TAREFAS A FAZER:
#1 Responda com base no texto sobre formação continuada:
(a) A que avanços o texto atribui a exigência da formação continuada?
(b) Em que "mercado" passou a existir a nova categoria mencionada?
(c) Como a formação continuada precisa ser entendida hoje?
#2 Reproduza do texto sobre formação continuada tudo o que vai de "permanente capacitação reflexiva" até "2006, p. 19-20).".

BLOCO DE TEXTO:

A “formação continuada” é uma realidade no panorama educacional brasileiro e

mundial, não só como uma exigência que se faz devido aos avanços da ciência e da

tecnologia que se processaram nas últimas décadas, mas como uma nova categoria

que passou a existir no “mercado” da formação contínua e que, por isso, necessita

ser repensada cotidianamente no sentido de melhor atender à legítima e digna

formação humana. Por isso, este movimento de educação de adultos assume, nos

dias atuais, uma outra configuração que abarca todas as dimensões do conhecimento

humano, com responsabilidades e compromissos que ultrapassam a concepção que o

gerou. A “formação continuada” hoje precisa ser entendida como um mecanismo de

permanente capacitação reflexiva de todos os seres humanos às múltiplas

exigências/desafios que a ciência, a tecnologia e o mundo do (não) trabalho colocam

(FERREIRA, 2006, p. 19-20).

DADOS FORNECIDOS:
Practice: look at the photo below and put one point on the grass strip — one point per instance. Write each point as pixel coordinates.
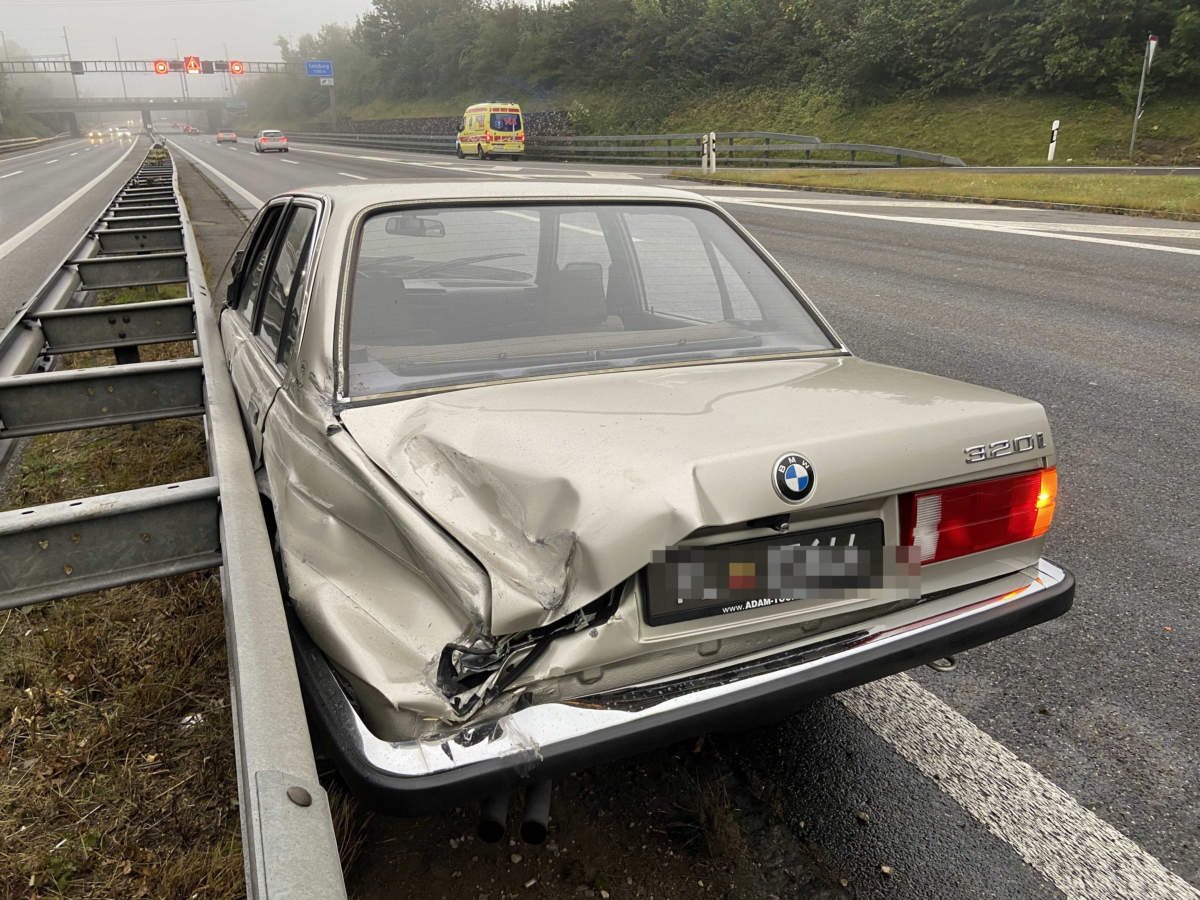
(117, 766)
(1168, 196)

RESPOSTAS POR TAREFA:
#1
(a) Aos avanços da ciência e da tecnologia ocorridos nas últimas décadas.
(b) No "mercado" da formação contínua.
(c) Como um mecanismo de permanente capacitação reflexiva de todos os seres humanos às múltiplas exigências/desafios que a ciência, a tecnologia e o mundo do (não) trabalho colocam.

#2
permanente capacitação reflexiva de todos os seres humanos às múltiplas

exigências/desafios que a ciência, a tecnologia e o mundo do (não) trabalho colocam

(FERREIRA, 2006, p. 19-20).